(RECORDED DATA)
*** Block opens ***

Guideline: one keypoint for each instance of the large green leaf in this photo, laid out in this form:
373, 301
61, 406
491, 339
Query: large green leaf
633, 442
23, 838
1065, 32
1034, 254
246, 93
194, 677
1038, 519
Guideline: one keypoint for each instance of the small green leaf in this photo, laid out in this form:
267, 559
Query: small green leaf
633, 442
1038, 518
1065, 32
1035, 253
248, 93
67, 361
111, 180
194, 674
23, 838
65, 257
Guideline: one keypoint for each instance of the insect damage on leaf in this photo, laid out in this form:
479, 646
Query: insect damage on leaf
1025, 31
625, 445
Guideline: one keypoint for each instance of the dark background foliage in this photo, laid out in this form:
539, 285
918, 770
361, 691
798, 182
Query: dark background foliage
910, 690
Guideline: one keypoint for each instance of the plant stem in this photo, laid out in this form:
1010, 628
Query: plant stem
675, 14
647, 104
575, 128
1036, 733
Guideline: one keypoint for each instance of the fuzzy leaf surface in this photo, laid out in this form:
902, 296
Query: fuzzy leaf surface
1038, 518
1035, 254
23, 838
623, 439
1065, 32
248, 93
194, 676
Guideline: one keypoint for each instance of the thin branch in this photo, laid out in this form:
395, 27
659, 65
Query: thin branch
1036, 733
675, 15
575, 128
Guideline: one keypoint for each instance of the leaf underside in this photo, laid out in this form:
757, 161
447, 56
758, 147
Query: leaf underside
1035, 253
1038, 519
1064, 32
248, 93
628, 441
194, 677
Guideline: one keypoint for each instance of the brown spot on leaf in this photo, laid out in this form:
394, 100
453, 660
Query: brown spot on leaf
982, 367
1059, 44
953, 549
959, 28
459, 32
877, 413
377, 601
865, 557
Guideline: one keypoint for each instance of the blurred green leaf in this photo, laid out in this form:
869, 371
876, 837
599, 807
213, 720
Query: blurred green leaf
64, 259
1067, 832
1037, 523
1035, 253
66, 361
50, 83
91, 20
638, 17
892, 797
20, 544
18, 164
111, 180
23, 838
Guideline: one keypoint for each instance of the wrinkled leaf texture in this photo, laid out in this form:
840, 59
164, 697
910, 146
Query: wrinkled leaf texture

*** Block closes ***

(YOUR ASSIGNMENT)
Everything in the data above is to be given again, unchanged.

(TASK ANSWER)
Guideline: one keypoint for each instance of the large green leaf in this photo, laid out in this form:
373, 301
61, 406
491, 339
Query: large green leaf
633, 442
23, 838
1065, 32
1034, 254
246, 93
194, 677
1038, 519
Guideline: one keypoint for each instance of the small green leaf in this photo, laid out in this form:
267, 559
Query: small green leaf
633, 442
1038, 518
1065, 32
1035, 253
248, 93
67, 361
111, 180
194, 674
23, 838
65, 257
Guideline: one keypoint for each instance of the insect damage on leaf in this photo, laid out in this form:
479, 646
Query: insect damage on leaf
1025, 31
625, 445
Guideline: one keypoint for each instance of the dark background foliage in this photo, laid out in this form:
539, 285
918, 770
361, 691
798, 182
Query: dark background foliage
910, 690
Guideline: one keypoint for each instance of the plant stem in this photo, laid out in this form:
1010, 628
Query: plant stem
675, 14
647, 104
575, 128
1036, 733
Guideline: one keypoint for each instance of the fuzzy leaf surface in this photo, laid out in this form:
902, 296
Query: fuzzy leaf surface
1038, 518
1035, 254
23, 838
623, 439
1065, 32
248, 93
194, 676
Guideline: one keypoint for each instance of the thin branch in this photo, laid out in this form:
395, 27
659, 65
Query: thin branch
1036, 733
675, 15
575, 128
Guideline: one keypoint for each instance of the leaf underside in this photo, laid out in this form:
757, 161
447, 56
758, 147
Query: leaf underside
1035, 253
1038, 519
1064, 32
248, 93
628, 441
194, 677
Guideline: one keypoint for each instance of the brown spot on leaf in this photo, laid out in this form:
394, 100
453, 660
Query: brown spot on leaf
982, 367
1059, 44
953, 549
959, 28
459, 32
877, 413
377, 601
865, 557
Guideline: one keypoint for each instance of the blurred green leaf in this photo, laid out in this form:
869, 371
876, 837
599, 807
213, 720
Query: blurred green leaf
64, 259
1067, 832
1037, 523
1035, 253
66, 361
50, 83
91, 20
638, 17
892, 797
20, 544
18, 164
111, 180
23, 838
Guideline: one keypoint for each instance of the wrinkled leaf texture in this photo, laid out in this form:
840, 59
164, 697
910, 146
Query: wrinkled leaf texture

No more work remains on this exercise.